* [DATA LISTING]
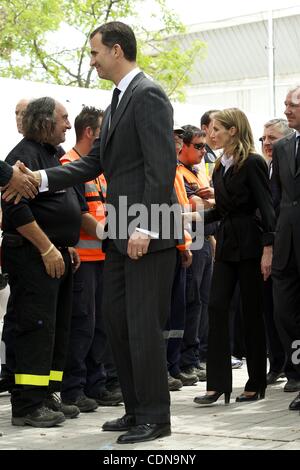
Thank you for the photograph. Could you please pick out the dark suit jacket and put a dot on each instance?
(137, 156)
(286, 187)
(238, 194)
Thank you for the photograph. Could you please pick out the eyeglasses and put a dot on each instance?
(198, 146)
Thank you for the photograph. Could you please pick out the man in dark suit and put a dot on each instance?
(138, 159)
(286, 261)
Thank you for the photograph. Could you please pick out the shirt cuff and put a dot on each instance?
(147, 232)
(44, 186)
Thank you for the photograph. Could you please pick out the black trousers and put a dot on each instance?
(286, 290)
(88, 345)
(174, 329)
(41, 308)
(198, 280)
(225, 277)
(136, 304)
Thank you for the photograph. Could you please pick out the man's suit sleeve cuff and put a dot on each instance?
(44, 186)
(147, 232)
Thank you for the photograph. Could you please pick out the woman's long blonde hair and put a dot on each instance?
(242, 143)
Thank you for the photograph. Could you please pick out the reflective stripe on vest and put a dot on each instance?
(90, 248)
(29, 379)
(56, 375)
(183, 201)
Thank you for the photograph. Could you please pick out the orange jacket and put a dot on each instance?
(90, 248)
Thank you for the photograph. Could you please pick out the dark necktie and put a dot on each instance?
(298, 154)
(114, 102)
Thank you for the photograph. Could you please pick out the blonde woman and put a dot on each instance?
(243, 254)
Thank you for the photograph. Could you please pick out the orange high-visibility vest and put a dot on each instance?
(88, 247)
(183, 201)
(200, 179)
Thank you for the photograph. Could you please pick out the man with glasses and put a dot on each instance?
(199, 274)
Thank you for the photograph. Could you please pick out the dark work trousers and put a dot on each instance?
(84, 371)
(42, 310)
(225, 277)
(136, 304)
(286, 290)
(175, 325)
(198, 280)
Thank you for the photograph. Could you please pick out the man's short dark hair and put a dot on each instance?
(206, 117)
(88, 117)
(39, 119)
(190, 132)
(116, 32)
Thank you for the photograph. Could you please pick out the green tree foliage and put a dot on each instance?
(31, 48)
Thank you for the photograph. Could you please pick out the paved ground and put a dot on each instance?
(265, 424)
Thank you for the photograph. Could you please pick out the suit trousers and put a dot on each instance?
(136, 305)
(198, 281)
(175, 325)
(225, 277)
(276, 351)
(286, 290)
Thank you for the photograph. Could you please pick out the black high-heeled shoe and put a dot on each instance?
(209, 399)
(257, 396)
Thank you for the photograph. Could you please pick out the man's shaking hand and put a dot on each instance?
(23, 183)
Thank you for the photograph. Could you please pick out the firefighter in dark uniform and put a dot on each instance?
(36, 237)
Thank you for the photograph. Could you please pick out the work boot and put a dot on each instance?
(186, 379)
(40, 418)
(200, 373)
(174, 384)
(82, 402)
(53, 402)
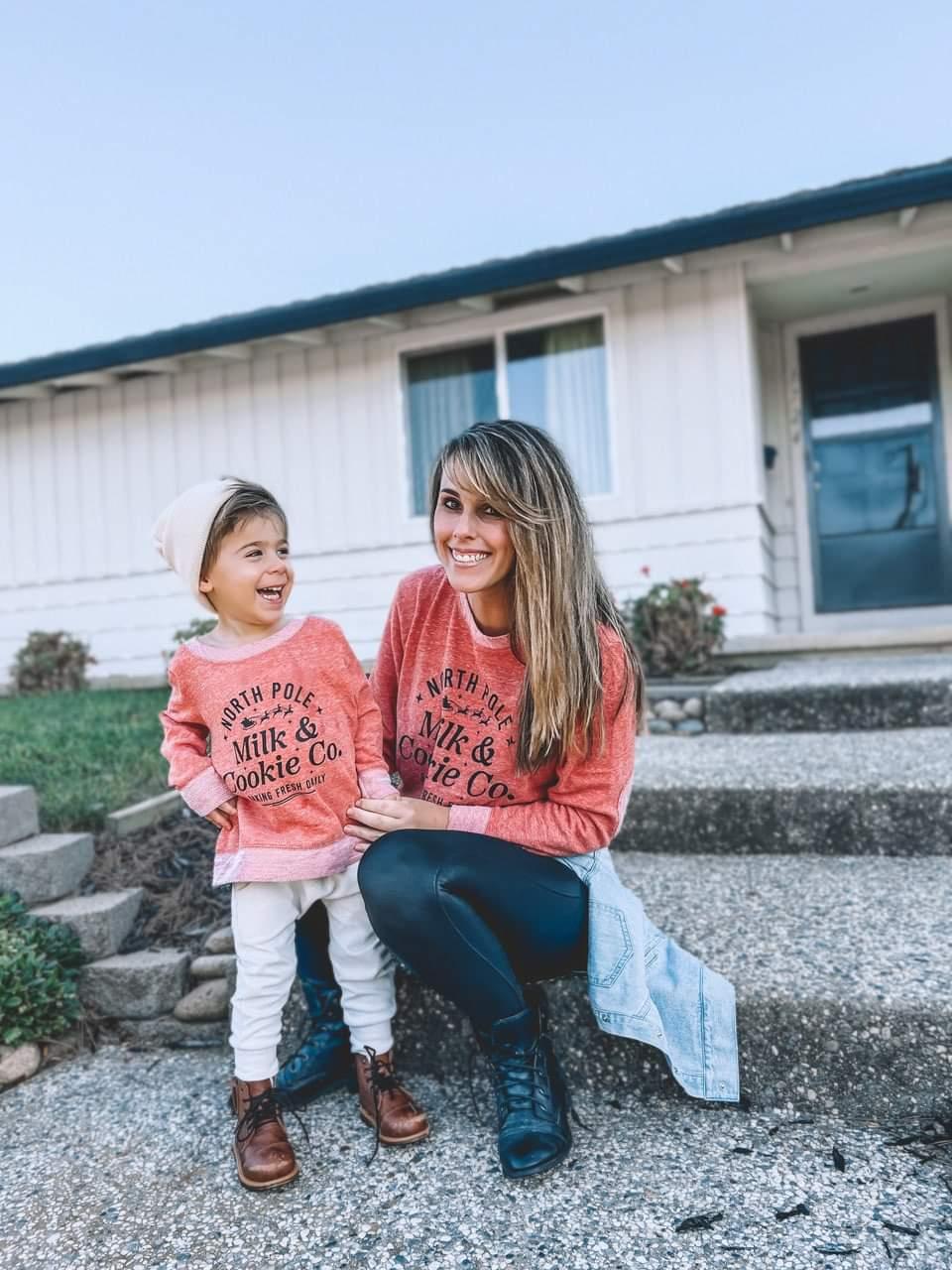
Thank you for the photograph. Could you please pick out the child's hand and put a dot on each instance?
(223, 816)
(370, 818)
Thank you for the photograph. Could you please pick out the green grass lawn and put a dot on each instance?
(86, 753)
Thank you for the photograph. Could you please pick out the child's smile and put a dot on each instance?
(253, 576)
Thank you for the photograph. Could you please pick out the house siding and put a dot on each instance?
(84, 474)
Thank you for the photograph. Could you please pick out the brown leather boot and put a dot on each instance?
(385, 1103)
(264, 1156)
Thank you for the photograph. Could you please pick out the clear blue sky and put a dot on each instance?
(175, 160)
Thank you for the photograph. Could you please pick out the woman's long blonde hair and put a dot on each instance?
(558, 595)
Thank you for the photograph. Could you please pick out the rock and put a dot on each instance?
(172, 1032)
(204, 1003)
(656, 726)
(102, 920)
(18, 1062)
(670, 711)
(689, 728)
(135, 984)
(220, 942)
(218, 965)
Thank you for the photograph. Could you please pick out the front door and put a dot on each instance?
(879, 513)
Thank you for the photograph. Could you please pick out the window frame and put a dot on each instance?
(494, 327)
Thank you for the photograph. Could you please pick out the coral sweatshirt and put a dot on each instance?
(448, 698)
(295, 738)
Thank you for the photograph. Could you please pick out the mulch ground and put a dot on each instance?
(173, 864)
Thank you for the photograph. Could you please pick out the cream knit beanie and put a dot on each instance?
(181, 530)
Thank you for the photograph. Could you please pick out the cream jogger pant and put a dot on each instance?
(263, 916)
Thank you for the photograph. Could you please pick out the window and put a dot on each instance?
(551, 376)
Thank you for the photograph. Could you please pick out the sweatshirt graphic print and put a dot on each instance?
(289, 728)
(448, 698)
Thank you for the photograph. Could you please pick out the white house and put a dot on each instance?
(762, 397)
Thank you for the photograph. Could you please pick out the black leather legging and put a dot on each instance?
(474, 916)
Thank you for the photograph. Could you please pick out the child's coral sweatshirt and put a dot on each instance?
(295, 738)
(448, 698)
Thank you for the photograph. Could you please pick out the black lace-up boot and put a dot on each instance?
(532, 1100)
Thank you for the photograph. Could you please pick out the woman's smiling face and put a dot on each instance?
(471, 538)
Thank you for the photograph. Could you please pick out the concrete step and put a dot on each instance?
(842, 969)
(46, 866)
(102, 920)
(18, 813)
(135, 984)
(865, 793)
(835, 695)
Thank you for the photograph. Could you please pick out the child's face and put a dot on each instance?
(252, 579)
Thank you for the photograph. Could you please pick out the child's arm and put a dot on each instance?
(372, 774)
(185, 748)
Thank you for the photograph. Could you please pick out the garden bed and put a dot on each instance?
(86, 753)
(173, 862)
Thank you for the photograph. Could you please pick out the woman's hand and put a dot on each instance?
(223, 816)
(370, 818)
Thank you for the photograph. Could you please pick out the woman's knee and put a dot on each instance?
(394, 870)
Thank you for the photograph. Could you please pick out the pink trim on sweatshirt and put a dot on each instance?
(241, 652)
(206, 792)
(280, 864)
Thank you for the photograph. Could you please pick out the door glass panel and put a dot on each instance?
(875, 466)
(875, 484)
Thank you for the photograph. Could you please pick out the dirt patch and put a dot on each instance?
(173, 862)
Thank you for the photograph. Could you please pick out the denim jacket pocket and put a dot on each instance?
(611, 945)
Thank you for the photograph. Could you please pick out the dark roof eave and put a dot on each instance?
(751, 221)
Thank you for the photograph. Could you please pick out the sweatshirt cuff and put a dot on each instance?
(468, 820)
(376, 783)
(206, 792)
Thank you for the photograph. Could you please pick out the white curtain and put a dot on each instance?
(576, 400)
(448, 393)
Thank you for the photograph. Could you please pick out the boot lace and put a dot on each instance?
(262, 1109)
(267, 1107)
(382, 1080)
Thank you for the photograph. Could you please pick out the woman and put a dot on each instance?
(509, 695)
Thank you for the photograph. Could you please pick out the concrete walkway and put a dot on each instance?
(122, 1160)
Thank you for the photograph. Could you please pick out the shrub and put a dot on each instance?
(673, 627)
(51, 662)
(40, 962)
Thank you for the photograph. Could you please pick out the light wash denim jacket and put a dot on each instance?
(647, 987)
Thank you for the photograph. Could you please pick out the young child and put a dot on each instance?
(272, 733)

* [TASK REQUIREMENTS] Write every entry out again exactly, dropping the pictures.

* [EXPECTED ANSWER]
Thank you for the photograph. Could you please pick out the dark suit jacket and put a dot on each instance?
(137, 156)
(286, 187)
(238, 194)
Thank you for the photograph. Could you please pick out the eyeglasses and put a dot on each instance?
(198, 146)
Thank you for the photograph. Could you please pick out the man in dark suit and put a dot on each instance?
(138, 159)
(286, 261)
Thank you for the photograph. Could you please pick out the shirt cuff and put a dot on each instance?
(147, 232)
(44, 186)
Thank you for the photograph. Could you please pick out the black trousers and put a dot on each instance?
(286, 290)
(88, 345)
(174, 329)
(41, 308)
(198, 280)
(225, 277)
(136, 304)
Thank you for the photograph. Could you please pick out the man's suit sleeve cuff and put a dot on each instance?
(44, 186)
(147, 232)
Thank you for the photograph. Could you please pick out the woman's long blonde hair and put a dot on each instance?
(242, 143)
Thank you for the photograph. Could you please pick out the reflective stripe on vest and put a dot on each instance?
(90, 248)
(29, 379)
(56, 375)
(183, 201)
Thank you for the photograph. Could you please pick out the orange jacket and put a dot on each instance?
(90, 248)
Thank you for the photograph. Could you please pick out the dark necktie and put a dot on each instance?
(298, 154)
(114, 102)
Thank you for the photograph. Could you please pick out the blonde woman and put a dot on each instance?
(243, 254)
Thank you for the photograph. Could you please pick out the orange high-visibility vest and put a dot on each instance?
(88, 247)
(183, 201)
(200, 179)
Thank you for the photograph. Could you please pick out the man with glasses and put a dot on each instance?
(199, 274)
Thank you for the photograph. Could you please pick out the dark work trousers and put a dot on each instance?
(84, 371)
(42, 310)
(225, 277)
(136, 304)
(286, 290)
(175, 325)
(198, 280)
Thank you for the photograph. Could you please pick out the man's short dark hair and put a dot on each instance?
(206, 117)
(88, 117)
(39, 119)
(190, 132)
(116, 32)
Thank you for the photograph. Could you please pick out the green tree foliage and put a dot on each instance?
(31, 48)
Thank you for the photograph. Could you please pick out the paved ground and put a dot on each instance?
(265, 424)
Thank you for the photograph. Could you please pick out the suit trousers and put a dot on each instance?
(136, 305)
(198, 281)
(175, 325)
(225, 277)
(276, 351)
(286, 290)
Thank you for the photograph. Could you please pick out the black high-heeled shoe and put a dot on each instance?
(209, 399)
(257, 396)
Thank you for the photograph. Could you please pick out the man's shaking hand and put a dot on each instance?
(23, 183)
Thank you for the photograph. Could you please pick out the firefighter in dark uniform and put a dot on each instance?
(36, 237)
Thank you for the photograph. Could you please pick out the work boot and put a dot on each instance?
(186, 379)
(40, 418)
(200, 373)
(174, 384)
(82, 402)
(53, 402)
Thank you for the photograph. Could you please pick out the child's hand and put a dot on each instance?
(223, 816)
(370, 818)
Thank you for the photograph. Could you please pick out the green grass lawn and put a dot on each instance?
(86, 753)
Thank you for the photograph. Could you please pick out the child's smile and put a dot on each instance?
(253, 576)
Thank you for the photograph. Could you please pick out the house siding and put a dot on each instance?
(84, 474)
Thank you for the photograph. Could you please pick out the brown leather boot and put a dot on each instance?
(385, 1103)
(264, 1156)
Thank you for the photograph. Could you please pick out the clear blue sky and put a dot on each instance?
(175, 160)
Thank you for the photograph. Could you please pick out the woman's long blonde hair and put a dot on each instance?
(558, 595)
Thank you for the photograph. Could you please pick out the rock and put a dot on each instance?
(172, 1032)
(204, 1003)
(656, 726)
(102, 920)
(18, 1062)
(670, 711)
(689, 728)
(135, 984)
(220, 942)
(218, 965)
Thank you for the photograph. Could you please pick out the front door and put a dot on each instance?
(879, 513)
Thank you for the photograph. Could you please pick out the window frame and put a dot on each instance?
(494, 327)
Thank you for the photograph. Could you please pick out the coral sweatshirt and put a dot on each instance?
(448, 698)
(295, 738)
Thank you for the photograph. Could you please pick out the mulch ground and put a dot on each instance?
(173, 864)
Thank you for the photograph. Could you please pick out the cream knit beanie and put a dot on each instance?
(181, 530)
Thank you for the photograph. Could you please pick out the cream jogger pant and put a dot on each instance?
(263, 916)
Thank you for the photograph. Could you please pick out the window and put a dot on each instance?
(551, 376)
Thank you for the photograph. Could you please pick out the sweatshirt graphic print and put a dot on each instance?
(289, 728)
(448, 698)
Thank you for the photograph. Could you please pick out the white house and put a dot on each instance?
(762, 397)
Thank you for the photograph. Could you please pick out the black leather legging and put a dot on each instance?
(474, 916)
Thank you for the photograph. Could you please pick out the child's coral sweatshirt and put a dot on each instance?
(295, 738)
(448, 698)
Thank you for the photograph. Could you please pick out the black lace-up boot and put a dot on each instance?
(532, 1100)
Thank you for the photograph. Could you please pick out the woman's smiling face and put a dot on each instance?
(471, 538)
Thank you for the photograph. Could you please pick out the concrete step and put a dot on each instance?
(842, 969)
(46, 866)
(102, 920)
(18, 813)
(135, 984)
(865, 793)
(835, 695)
Thank you for the photograph. Could you please pick out the child's face and put a dot on each instance?
(252, 579)
Thank you for the photograph. Could you please pick out the child's arm and put a dot on each instance?
(372, 774)
(185, 748)
Thank you for the photograph. Could you please pick out the garden bed and put a dot on each instance?
(86, 753)
(173, 862)
Thank you for the photograph. Could you please pick out the woman's hand and put a dot on each instance?
(223, 816)
(370, 818)
Thank you for the photograph. Could you please pick out the woman's knee and put a dot on each instance?
(394, 870)
Thank you for the photograph. Could you please pick out the pink trim on sweatshirt and put a dot on each instance?
(241, 652)
(206, 792)
(280, 864)
Thank you for the photograph. Could you please pick out the door glass panel and put a dot on each instance?
(875, 466)
(875, 484)
Thank you for the photograph. Could you please pick out the dirt patch and put a dot on each instance?
(173, 862)
Thank you for the photograph. Could you please pick out the denim jacket pocket and put a dot on each instance?
(611, 945)
Thank you for the photograph. Could you please pick out the dark roof eave and put a dot on each instance?
(751, 221)
Thank you for the photograph. Could you please pick out the sweatshirt cuff and put a dot on each instance?
(468, 820)
(376, 783)
(206, 792)
Thank you for the photograph. Could you please pick out the white curtain and put a dot on each instance?
(576, 400)
(448, 393)
Thank you for the photograph. Could you please pick out the boot lace and put a dot on each instance?
(262, 1109)
(267, 1107)
(382, 1080)
Thank you for the photograph. Could you please pick out the woman and put a dot on each instance?
(509, 695)
Thank you for the photograph. Could you please pick out the concrete walkway and put a dot on each instance?
(122, 1160)
Thank you for the photograph. Could you please pick out the shrub and put a dot on each instance?
(673, 627)
(51, 662)
(40, 962)
Thank you for the photograph. Could you please pick out the light wash denim jacket and put a dot on each instance?
(647, 987)
Thank you for the photograph. Could you please pick out the young child and put a dot on each instance?
(272, 733)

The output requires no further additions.